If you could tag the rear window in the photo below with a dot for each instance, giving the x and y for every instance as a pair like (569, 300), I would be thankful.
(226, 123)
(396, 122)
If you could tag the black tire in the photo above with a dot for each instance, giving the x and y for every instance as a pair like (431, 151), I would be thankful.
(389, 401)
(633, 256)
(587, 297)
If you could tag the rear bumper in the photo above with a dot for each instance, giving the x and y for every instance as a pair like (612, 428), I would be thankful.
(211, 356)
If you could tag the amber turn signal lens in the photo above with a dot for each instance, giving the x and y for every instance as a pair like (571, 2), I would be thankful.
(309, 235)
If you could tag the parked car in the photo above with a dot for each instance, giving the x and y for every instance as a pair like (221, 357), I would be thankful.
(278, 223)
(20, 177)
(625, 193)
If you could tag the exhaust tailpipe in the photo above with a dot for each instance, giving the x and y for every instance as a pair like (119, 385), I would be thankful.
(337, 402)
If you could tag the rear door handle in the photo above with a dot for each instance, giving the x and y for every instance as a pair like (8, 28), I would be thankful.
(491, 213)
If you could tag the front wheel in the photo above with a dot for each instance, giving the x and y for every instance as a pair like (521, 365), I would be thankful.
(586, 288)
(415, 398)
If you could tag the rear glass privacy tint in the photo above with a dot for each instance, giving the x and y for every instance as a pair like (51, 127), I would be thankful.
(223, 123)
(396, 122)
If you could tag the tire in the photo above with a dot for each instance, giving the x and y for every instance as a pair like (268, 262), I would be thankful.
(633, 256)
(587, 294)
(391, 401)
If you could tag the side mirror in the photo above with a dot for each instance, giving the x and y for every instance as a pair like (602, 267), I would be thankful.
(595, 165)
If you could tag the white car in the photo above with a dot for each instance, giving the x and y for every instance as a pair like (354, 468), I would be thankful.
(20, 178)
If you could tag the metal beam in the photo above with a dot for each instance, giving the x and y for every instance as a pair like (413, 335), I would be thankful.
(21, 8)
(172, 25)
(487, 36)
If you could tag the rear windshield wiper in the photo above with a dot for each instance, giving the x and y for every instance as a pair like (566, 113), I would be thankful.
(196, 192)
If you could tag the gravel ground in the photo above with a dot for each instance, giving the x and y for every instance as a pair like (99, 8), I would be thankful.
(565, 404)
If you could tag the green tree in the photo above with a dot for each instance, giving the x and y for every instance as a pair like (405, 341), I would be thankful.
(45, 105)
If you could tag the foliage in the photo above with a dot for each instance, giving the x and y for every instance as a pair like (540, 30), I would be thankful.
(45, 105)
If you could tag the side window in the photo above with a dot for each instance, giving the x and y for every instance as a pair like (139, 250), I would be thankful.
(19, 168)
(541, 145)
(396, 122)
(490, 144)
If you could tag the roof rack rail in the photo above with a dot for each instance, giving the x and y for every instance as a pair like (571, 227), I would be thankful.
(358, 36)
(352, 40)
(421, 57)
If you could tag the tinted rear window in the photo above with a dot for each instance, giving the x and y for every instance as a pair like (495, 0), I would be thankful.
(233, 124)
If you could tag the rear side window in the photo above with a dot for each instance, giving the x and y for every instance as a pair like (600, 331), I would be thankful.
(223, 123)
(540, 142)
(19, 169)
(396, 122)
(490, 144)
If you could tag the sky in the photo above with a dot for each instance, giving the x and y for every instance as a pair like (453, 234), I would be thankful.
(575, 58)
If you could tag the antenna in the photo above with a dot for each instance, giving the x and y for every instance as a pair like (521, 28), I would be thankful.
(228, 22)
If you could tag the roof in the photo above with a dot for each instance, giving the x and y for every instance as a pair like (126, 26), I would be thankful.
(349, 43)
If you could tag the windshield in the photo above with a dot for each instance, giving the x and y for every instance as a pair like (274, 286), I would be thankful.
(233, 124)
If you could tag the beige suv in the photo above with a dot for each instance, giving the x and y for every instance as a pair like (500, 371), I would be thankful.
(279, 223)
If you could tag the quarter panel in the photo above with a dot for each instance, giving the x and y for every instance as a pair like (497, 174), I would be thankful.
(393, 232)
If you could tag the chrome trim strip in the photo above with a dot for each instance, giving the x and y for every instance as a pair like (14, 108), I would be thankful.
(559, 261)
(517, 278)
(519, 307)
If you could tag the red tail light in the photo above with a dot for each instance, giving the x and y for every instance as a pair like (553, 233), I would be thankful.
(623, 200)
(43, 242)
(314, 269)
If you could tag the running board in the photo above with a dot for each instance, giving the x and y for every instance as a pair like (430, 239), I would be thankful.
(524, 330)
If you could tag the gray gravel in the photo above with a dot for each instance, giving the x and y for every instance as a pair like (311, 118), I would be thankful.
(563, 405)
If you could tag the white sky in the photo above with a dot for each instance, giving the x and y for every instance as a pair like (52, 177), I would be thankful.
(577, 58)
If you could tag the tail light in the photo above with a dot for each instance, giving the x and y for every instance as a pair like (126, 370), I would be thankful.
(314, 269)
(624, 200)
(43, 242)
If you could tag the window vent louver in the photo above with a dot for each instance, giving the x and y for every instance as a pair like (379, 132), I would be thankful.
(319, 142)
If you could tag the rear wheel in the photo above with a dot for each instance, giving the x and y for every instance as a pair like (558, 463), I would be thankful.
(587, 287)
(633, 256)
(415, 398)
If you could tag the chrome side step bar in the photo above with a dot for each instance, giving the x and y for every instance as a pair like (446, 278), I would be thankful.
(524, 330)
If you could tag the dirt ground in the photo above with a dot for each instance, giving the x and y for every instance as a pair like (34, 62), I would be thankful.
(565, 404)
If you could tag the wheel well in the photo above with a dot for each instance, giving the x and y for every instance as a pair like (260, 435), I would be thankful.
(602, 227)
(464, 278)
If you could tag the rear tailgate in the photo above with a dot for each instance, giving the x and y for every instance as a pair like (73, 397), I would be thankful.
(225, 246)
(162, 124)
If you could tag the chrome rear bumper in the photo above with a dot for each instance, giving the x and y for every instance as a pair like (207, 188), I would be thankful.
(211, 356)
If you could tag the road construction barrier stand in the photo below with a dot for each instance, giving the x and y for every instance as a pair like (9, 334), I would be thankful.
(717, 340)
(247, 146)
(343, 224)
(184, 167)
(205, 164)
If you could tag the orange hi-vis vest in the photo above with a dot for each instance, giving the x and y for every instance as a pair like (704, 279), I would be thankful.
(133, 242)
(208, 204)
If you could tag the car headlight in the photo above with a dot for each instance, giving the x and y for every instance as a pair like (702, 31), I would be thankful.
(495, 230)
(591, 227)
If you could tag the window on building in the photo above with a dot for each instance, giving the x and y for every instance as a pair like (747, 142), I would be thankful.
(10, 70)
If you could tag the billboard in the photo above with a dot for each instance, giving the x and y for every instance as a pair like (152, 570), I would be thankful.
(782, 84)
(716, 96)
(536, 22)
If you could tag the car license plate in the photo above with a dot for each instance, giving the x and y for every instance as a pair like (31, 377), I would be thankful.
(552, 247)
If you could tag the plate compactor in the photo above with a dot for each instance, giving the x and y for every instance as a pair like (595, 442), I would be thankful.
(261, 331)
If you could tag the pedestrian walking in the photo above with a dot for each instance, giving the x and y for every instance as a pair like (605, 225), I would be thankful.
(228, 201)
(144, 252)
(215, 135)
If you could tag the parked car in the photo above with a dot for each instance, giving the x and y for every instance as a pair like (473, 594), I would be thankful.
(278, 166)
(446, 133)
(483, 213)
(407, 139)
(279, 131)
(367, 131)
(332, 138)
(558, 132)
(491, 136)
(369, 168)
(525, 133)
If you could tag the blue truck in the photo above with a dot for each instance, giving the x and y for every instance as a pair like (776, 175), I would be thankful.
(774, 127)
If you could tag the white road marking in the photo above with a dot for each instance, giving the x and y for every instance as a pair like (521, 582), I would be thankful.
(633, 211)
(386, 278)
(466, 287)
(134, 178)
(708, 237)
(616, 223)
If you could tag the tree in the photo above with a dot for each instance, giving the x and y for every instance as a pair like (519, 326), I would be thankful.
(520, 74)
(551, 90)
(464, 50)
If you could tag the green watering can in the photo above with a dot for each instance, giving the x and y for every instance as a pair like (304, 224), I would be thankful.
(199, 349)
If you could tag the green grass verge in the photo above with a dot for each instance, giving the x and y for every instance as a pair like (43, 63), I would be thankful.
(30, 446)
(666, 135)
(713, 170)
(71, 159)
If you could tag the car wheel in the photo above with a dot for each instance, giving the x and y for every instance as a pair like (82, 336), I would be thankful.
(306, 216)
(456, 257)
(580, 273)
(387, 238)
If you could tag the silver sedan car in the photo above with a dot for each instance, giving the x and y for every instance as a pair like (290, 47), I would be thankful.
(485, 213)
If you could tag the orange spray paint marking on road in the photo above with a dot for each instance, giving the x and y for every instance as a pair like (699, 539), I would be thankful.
......
Brief: Write out only those lines of the entries that lie between the line containing "If you could tag the silver" and the last line, inclusive, reproducing them exactly.

Output of the task:
If you could tag the silver sedan car in the photo above with a dot for each instance, giving the x and y for every instance as a pair like (290, 47), I would be thankful.
(485, 213)
If you could tag the orange spray paint marking on road in the photo above with a dot for each instance, giving the x and y for every instance as a pair like (699, 539), I would be thankful.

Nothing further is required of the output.